_Exercise brief:_
Up to and including the line that contains "Could you spot the deep", reproduce every line exactly, beginning with the first line below.
────────────────────
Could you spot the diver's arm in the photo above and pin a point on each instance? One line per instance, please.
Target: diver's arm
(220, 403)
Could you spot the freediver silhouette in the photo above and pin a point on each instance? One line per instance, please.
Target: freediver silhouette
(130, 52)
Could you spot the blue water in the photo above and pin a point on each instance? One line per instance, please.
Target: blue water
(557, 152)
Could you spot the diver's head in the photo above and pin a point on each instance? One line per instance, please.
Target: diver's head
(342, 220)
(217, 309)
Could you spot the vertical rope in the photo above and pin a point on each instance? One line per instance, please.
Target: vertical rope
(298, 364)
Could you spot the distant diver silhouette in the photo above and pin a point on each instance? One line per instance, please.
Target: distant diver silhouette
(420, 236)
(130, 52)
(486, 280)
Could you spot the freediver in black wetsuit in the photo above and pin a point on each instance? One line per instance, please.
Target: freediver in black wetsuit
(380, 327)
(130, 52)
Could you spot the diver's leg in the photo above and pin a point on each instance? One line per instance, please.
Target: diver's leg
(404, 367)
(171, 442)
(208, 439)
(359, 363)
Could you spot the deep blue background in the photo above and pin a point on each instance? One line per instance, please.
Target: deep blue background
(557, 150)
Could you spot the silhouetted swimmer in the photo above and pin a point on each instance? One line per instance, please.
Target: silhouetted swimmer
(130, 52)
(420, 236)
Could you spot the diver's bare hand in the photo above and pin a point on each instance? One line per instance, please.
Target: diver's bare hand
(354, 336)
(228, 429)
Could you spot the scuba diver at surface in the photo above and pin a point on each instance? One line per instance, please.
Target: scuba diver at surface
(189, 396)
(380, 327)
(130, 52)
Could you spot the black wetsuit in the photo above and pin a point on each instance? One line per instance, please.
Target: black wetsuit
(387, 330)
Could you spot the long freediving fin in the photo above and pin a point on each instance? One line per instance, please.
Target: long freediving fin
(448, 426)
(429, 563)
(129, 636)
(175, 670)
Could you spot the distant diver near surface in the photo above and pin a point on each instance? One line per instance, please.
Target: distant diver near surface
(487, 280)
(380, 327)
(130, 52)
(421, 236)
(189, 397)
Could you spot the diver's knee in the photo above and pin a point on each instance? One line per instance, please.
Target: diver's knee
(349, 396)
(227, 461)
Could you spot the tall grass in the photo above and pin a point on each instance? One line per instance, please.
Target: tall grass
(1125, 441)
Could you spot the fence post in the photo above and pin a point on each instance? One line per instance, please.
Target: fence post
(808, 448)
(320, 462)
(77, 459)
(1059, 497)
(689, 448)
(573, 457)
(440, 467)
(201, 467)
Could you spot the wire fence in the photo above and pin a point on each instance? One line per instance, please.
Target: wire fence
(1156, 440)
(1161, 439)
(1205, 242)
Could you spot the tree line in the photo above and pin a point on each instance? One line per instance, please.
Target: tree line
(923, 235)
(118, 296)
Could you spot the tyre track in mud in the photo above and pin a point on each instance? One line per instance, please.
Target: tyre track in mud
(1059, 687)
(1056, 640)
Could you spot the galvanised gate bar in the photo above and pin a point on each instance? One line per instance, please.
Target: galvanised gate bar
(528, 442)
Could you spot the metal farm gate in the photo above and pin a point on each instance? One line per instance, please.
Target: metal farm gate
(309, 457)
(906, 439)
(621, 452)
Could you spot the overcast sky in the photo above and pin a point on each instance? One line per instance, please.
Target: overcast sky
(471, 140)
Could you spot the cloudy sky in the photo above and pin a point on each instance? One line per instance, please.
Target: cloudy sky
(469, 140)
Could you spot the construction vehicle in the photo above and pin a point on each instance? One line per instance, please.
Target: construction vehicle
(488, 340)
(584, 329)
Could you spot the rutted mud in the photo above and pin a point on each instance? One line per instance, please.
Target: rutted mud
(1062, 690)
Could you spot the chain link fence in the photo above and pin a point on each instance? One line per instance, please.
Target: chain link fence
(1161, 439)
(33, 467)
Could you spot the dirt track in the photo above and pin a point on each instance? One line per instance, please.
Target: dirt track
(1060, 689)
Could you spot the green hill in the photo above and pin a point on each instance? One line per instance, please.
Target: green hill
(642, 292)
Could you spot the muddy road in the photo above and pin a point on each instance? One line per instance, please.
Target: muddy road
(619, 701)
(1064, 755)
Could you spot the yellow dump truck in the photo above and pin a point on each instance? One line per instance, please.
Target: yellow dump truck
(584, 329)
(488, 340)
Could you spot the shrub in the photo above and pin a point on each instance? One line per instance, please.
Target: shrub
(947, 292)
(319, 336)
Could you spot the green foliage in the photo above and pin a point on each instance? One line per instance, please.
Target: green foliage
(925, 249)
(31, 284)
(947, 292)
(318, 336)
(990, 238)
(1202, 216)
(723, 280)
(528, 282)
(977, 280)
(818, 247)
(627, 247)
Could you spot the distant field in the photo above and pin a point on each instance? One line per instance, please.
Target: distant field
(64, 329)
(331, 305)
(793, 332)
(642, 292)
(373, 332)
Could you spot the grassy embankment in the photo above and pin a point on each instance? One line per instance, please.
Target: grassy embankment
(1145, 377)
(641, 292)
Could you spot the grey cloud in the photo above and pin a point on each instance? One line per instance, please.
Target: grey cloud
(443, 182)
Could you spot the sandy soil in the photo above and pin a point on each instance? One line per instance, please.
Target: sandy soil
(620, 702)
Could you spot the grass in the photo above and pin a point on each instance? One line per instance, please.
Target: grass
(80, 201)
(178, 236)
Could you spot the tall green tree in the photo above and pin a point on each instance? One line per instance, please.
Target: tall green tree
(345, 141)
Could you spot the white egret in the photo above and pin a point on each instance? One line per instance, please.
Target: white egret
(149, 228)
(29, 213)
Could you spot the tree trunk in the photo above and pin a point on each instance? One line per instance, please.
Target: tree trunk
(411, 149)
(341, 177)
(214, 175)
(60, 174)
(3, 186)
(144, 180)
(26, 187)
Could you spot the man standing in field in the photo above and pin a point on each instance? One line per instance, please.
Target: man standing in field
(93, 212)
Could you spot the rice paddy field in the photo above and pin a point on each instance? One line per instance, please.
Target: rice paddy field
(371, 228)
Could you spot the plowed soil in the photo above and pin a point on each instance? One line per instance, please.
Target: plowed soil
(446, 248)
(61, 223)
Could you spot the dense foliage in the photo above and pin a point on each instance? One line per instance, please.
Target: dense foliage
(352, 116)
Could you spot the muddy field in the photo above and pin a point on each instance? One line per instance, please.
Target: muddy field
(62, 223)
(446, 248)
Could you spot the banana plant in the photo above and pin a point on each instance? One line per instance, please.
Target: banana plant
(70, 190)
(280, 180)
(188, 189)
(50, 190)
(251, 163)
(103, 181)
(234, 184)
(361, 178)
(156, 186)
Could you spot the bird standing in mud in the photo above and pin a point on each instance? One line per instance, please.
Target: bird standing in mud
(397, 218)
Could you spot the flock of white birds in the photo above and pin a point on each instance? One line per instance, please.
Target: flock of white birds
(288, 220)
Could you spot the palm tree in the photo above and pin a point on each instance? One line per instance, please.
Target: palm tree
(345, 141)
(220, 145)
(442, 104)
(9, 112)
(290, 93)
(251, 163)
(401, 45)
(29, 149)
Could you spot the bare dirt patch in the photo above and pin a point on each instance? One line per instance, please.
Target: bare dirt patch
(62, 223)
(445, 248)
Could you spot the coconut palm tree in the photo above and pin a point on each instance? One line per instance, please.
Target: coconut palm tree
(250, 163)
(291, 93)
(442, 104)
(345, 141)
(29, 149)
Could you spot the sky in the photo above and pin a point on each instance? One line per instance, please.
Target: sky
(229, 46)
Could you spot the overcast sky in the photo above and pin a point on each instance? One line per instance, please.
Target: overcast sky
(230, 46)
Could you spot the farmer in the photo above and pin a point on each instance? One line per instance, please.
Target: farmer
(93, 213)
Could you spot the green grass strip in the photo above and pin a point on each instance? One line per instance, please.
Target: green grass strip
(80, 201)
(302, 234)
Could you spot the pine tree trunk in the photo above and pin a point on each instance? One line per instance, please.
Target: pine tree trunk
────────────────────
_Answer to the exercise:_
Could you spot the diver's arm in the photo above and pin a point on each instance? One line per instance, please.
Target: diver's arm
(220, 403)
Could you spot the freediver silhouette in the photo above and pin a point on each instance? One line per instance, please.
Target: freediver silhouette
(130, 52)
Could you spot the blue water in the photo above and pin a point on each instance? One line per instance, please.
Target: blue water
(557, 152)
Could you spot the diver's head in the photo above and pin a point on each instance? One line per instance, please.
Target: diver's head
(342, 220)
(217, 309)
Could you spot the vertical rope in the photo above and pin a point on each instance? One line per instance, please.
Target: vertical rope
(298, 364)
Could you spot the distant diver silhouette in the photo above and pin a point on each instance? One line per instance, please.
Target: distant diver silhouette
(420, 236)
(130, 52)
(486, 280)
Could you spot the freediver in black wetsuit in the photo above and pin a point on each instance? One line per instance, please.
Target: freediver in black wetsuit
(380, 327)
(130, 52)
Could you spot the diver's leg in the photo above and pin a point on each instance? One line per instance, please.
Target: diver's leg
(404, 367)
(171, 442)
(208, 439)
(359, 363)
Could you spot the deep blue background in the photo above and pin a point on each instance? One line per instance, please.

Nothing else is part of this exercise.